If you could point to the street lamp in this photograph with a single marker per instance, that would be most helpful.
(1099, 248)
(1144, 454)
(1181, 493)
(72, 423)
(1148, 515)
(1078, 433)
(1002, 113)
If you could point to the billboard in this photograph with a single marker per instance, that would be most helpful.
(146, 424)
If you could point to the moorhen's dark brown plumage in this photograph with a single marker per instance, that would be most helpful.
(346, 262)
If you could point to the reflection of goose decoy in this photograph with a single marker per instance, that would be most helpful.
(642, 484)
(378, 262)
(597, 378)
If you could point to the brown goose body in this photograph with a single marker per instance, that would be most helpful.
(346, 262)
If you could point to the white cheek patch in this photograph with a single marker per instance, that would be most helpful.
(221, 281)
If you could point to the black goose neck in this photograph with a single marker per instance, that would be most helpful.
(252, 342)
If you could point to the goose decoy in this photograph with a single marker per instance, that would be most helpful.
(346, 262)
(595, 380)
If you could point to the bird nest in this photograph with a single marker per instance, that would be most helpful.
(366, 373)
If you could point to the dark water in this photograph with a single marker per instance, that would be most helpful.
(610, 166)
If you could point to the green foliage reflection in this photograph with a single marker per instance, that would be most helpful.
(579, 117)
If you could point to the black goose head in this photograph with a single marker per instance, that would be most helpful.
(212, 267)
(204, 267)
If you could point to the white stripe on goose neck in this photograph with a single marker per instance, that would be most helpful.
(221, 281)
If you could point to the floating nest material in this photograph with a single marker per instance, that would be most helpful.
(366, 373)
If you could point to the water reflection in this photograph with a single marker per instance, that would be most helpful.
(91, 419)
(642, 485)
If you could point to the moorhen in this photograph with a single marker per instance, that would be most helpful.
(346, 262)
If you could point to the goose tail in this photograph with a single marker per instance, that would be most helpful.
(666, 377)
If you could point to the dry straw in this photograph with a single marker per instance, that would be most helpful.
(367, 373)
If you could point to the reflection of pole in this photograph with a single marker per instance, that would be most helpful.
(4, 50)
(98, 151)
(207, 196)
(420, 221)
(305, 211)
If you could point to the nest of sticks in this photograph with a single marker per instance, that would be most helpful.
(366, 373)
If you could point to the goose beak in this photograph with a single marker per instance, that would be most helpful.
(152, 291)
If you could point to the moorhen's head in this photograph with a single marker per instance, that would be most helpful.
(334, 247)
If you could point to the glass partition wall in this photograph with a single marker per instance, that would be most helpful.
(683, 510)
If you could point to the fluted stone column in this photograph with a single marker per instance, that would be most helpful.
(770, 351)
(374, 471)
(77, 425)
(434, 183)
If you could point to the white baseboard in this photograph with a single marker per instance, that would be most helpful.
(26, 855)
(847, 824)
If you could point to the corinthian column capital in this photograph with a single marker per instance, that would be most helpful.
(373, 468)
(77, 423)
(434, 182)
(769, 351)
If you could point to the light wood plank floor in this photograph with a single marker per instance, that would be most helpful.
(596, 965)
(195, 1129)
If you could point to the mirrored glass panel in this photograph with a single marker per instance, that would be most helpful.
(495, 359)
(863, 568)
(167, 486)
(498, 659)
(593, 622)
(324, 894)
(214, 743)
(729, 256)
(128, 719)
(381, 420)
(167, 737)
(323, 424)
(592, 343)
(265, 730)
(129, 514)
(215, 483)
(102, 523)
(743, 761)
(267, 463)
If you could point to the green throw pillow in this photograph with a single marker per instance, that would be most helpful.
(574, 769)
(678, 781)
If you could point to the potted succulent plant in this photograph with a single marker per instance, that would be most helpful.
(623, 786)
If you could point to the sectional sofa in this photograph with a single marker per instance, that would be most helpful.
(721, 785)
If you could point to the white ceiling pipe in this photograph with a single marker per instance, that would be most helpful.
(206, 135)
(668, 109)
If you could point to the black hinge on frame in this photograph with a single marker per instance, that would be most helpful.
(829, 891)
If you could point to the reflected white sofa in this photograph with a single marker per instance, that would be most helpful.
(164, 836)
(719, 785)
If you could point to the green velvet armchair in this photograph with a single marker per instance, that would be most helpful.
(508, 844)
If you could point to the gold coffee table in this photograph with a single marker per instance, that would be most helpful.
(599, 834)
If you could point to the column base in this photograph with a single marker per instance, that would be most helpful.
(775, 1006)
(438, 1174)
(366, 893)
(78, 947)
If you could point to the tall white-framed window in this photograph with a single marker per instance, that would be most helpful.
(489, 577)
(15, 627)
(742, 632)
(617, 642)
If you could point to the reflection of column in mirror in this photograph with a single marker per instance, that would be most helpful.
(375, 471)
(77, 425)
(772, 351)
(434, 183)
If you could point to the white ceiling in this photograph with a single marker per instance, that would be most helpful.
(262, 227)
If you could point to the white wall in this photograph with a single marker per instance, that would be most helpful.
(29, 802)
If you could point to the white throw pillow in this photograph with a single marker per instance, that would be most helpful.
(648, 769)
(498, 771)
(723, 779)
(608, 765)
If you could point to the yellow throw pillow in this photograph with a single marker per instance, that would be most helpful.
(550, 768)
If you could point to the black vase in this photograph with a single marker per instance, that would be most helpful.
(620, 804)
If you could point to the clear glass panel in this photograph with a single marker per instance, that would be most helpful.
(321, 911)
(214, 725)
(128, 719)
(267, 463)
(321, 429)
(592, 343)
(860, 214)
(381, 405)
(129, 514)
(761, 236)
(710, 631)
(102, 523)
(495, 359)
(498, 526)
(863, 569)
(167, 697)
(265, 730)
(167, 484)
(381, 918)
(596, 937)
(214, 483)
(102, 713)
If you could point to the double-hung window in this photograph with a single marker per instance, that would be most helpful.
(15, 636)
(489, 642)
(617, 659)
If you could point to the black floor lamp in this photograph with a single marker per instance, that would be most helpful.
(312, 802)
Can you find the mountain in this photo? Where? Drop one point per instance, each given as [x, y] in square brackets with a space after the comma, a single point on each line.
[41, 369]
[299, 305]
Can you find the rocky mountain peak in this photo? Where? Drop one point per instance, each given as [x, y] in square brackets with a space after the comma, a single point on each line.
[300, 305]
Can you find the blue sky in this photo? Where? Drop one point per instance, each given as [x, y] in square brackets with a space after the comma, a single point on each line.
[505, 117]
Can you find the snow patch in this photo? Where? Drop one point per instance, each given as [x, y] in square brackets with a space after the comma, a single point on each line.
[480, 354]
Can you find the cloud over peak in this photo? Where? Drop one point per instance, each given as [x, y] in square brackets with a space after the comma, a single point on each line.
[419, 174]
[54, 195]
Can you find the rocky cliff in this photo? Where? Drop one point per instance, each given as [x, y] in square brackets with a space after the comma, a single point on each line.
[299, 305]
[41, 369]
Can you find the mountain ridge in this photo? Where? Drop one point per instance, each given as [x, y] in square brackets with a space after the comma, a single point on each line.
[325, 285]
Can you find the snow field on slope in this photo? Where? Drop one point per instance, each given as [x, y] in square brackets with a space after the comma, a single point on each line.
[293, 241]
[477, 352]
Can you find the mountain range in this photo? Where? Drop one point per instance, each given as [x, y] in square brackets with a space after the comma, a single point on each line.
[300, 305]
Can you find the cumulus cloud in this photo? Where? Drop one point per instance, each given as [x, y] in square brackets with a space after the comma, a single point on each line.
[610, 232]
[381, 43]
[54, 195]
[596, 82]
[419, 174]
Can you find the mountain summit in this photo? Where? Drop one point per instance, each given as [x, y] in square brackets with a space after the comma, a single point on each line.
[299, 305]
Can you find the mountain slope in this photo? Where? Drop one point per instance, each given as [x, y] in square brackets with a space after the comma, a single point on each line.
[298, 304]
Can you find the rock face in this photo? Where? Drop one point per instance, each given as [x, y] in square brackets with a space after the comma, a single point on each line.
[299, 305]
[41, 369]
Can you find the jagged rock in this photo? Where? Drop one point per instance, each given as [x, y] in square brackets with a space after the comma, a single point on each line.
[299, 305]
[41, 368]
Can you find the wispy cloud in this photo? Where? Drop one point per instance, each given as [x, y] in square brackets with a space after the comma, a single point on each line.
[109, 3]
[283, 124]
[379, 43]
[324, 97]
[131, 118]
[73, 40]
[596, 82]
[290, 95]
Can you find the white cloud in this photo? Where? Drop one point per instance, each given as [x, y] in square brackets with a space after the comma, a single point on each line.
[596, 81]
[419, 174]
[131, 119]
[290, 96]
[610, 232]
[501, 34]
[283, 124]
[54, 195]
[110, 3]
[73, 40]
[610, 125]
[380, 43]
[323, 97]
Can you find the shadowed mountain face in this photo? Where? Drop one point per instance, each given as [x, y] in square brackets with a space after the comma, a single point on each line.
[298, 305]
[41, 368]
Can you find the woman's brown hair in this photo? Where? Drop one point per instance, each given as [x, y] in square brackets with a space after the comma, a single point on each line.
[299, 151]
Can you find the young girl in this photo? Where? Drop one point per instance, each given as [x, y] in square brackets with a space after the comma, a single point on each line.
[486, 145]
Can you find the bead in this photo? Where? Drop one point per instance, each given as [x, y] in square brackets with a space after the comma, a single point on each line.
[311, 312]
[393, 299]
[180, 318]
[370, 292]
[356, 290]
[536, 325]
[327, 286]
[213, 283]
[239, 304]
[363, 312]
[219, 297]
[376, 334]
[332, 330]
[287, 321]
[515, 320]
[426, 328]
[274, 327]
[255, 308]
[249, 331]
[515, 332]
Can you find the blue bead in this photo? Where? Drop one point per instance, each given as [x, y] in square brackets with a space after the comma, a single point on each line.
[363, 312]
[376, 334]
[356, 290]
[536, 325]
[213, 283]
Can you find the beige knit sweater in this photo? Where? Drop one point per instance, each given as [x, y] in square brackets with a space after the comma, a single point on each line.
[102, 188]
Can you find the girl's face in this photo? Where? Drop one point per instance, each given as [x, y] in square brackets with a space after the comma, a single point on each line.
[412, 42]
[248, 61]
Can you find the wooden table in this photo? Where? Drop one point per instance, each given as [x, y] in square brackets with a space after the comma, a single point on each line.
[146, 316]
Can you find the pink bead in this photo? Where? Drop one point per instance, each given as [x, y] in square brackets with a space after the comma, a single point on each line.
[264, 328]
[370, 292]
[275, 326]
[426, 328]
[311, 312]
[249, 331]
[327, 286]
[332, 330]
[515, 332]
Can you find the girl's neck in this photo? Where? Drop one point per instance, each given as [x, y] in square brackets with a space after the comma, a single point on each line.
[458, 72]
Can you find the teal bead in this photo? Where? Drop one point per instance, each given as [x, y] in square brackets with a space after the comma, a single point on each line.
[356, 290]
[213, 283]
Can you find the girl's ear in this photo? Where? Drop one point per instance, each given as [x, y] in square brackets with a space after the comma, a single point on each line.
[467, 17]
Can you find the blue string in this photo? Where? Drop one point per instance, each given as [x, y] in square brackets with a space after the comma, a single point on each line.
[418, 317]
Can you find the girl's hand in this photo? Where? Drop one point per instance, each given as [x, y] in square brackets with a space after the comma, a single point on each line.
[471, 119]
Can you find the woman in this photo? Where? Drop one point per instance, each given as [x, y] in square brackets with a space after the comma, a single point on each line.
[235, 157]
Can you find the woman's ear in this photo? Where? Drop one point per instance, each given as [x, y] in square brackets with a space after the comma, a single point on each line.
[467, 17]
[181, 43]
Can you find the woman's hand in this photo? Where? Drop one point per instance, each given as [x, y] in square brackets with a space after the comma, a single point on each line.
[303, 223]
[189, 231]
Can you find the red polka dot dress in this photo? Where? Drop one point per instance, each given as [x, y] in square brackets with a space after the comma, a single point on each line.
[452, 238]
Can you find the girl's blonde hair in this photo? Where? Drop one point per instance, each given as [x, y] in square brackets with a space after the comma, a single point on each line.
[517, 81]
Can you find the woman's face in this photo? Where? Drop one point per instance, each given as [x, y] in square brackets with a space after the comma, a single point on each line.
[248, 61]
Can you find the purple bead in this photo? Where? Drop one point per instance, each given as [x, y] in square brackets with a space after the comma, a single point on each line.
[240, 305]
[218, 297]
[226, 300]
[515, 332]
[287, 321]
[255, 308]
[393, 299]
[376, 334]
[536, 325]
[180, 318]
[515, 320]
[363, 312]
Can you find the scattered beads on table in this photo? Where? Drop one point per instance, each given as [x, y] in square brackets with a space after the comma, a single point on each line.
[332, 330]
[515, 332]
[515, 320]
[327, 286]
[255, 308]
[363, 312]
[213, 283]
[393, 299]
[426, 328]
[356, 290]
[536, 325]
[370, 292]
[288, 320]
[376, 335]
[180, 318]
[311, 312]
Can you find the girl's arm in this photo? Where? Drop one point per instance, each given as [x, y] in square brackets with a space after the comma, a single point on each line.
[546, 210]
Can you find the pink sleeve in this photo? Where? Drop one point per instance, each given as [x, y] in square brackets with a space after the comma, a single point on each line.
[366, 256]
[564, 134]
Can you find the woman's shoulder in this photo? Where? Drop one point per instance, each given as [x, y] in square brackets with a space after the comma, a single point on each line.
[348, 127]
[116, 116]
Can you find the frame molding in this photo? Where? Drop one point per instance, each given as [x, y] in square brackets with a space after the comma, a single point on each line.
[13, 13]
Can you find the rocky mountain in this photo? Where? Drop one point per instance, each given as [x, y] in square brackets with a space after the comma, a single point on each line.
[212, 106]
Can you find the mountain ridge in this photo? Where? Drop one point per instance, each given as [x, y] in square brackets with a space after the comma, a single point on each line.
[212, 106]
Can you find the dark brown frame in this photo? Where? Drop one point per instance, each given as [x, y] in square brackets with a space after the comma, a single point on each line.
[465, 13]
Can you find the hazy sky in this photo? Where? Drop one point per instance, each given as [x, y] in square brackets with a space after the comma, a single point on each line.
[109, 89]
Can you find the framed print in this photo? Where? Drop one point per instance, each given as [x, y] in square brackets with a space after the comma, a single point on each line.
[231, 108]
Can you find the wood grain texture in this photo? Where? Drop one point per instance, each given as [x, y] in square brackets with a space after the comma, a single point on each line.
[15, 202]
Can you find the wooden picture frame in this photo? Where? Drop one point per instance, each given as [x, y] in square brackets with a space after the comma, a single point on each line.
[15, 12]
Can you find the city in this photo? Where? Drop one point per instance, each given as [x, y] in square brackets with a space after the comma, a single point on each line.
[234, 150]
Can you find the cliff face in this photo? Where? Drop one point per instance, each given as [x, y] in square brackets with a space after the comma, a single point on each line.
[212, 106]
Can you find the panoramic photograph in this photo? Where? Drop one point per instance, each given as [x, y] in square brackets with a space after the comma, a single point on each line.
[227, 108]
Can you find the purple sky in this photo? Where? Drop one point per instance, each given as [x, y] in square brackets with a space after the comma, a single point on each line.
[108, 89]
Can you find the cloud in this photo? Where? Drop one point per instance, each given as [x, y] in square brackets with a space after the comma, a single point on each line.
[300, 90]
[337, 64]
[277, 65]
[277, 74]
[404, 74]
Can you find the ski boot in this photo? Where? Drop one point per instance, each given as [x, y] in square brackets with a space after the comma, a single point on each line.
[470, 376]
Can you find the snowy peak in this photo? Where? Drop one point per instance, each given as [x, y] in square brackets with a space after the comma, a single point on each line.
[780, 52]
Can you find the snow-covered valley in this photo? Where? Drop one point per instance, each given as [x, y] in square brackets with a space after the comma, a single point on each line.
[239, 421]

• _THE REQUEST_
Convert the stretch of lines above, from the one containing "Can you find the purple sky" through the end, into a two-column CSV with the headers text and points. Give one row for each line of text together with the points listed under it, with each value in its own quoted field and line breaks replaced by spaces.

• _REPLY_
text,points
"Can you find the purple sky in this photo? Where? Drop one point per instance, each given as [x, y] in square brackets with a space after the comma, a single point on each line.","[108, 89]"
"Can you find the cloud in this photo? Where? Drop one point per instance, each given as [x, y] in square brackets with a space after the comma, a single point on each line.","[300, 90] [337, 64] [277, 65] [277, 74] [404, 74]"
"Can you find the ski boot in this photo? Where? Drop one point per instance, each given as [x, y] in square brackets with a space after the comma, a single point on each line.","[470, 376]"
"Can you find the snowy peak in this photo? Where? Drop one point per instance, each given as [x, y] in square brackets with a space after the comma, a single point on each line.","[780, 52]"
"Can you find the snow-covered valley in this photo? Where? Drop one point per instance, each given as [x, y] in square brackets with a space after the comma, a single point on each line.","[239, 421]"